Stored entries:
________________

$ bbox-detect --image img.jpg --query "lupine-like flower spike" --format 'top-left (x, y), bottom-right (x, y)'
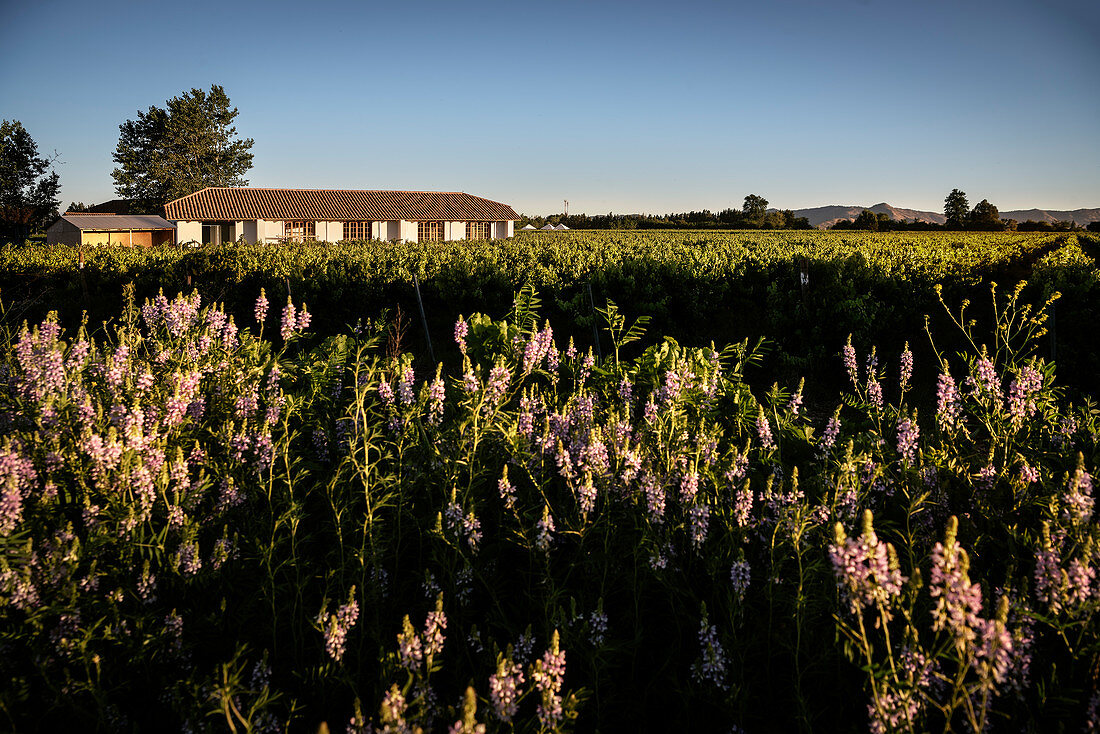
top-left (319, 587), bottom-right (360, 662)
top-left (397, 365), bottom-right (416, 406)
top-left (498, 465), bottom-right (516, 510)
top-left (756, 409), bottom-right (776, 451)
top-left (454, 316), bottom-right (468, 354)
top-left (379, 685), bottom-right (408, 729)
top-left (0, 445), bottom-right (36, 535)
top-left (899, 342), bottom-right (913, 393)
top-left (254, 288), bottom-right (268, 323)
top-left (935, 371), bottom-right (961, 430)
top-left (428, 363), bottom-right (446, 425)
top-left (1060, 453), bottom-right (1095, 527)
top-left (730, 560), bottom-right (751, 601)
top-left (929, 517), bottom-right (983, 649)
top-left (536, 505), bottom-right (555, 551)
top-left (280, 298), bottom-right (297, 341)
top-left (423, 593), bottom-right (448, 660)
top-left (448, 686), bottom-right (485, 734)
top-left (1033, 521), bottom-right (1066, 613)
top-left (396, 614), bottom-right (423, 670)
top-left (691, 604), bottom-right (728, 690)
top-left (843, 335), bottom-right (859, 387)
top-left (788, 378), bottom-right (804, 416)
top-left (828, 510), bottom-right (906, 619)
top-left (1007, 364), bottom-right (1043, 423)
top-left (896, 412), bottom-right (919, 466)
top-left (820, 408), bottom-right (842, 454)
top-left (490, 653), bottom-right (525, 722)
top-left (532, 630), bottom-right (566, 729)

________________

## WORK TO COMPLETE
Copy every record above exactly, leaving out any pictures.

## TASK RESPONSE
$ bbox-detect --image img.jpg --query "lupine-like flower spike" --format 'top-left (x, y), bottom-right (x, y)'
top-left (319, 587), bottom-right (360, 662)
top-left (397, 365), bottom-right (416, 406)
top-left (498, 465), bottom-right (516, 510)
top-left (756, 409), bottom-right (776, 451)
top-left (454, 316), bottom-right (468, 354)
top-left (379, 685), bottom-right (408, 729)
top-left (0, 445), bottom-right (36, 535)
top-left (899, 342), bottom-right (913, 393)
top-left (254, 288), bottom-right (268, 323)
top-left (935, 371), bottom-right (961, 430)
top-left (428, 363), bottom-right (446, 425)
top-left (1060, 453), bottom-right (1095, 527)
top-left (730, 560), bottom-right (751, 601)
top-left (929, 517), bottom-right (983, 649)
top-left (536, 505), bottom-right (555, 551)
top-left (280, 298), bottom-right (297, 341)
top-left (423, 593), bottom-right (448, 660)
top-left (448, 686), bottom-right (485, 734)
top-left (1033, 521), bottom-right (1066, 613)
top-left (396, 614), bottom-right (423, 670)
top-left (691, 604), bottom-right (728, 690)
top-left (843, 335), bottom-right (859, 387)
top-left (788, 378), bottom-right (804, 416)
top-left (828, 510), bottom-right (906, 619)
top-left (1007, 364), bottom-right (1043, 423)
top-left (896, 412), bottom-right (919, 466)
top-left (820, 408), bottom-right (842, 454)
top-left (490, 653), bottom-right (525, 722)
top-left (532, 630), bottom-right (566, 729)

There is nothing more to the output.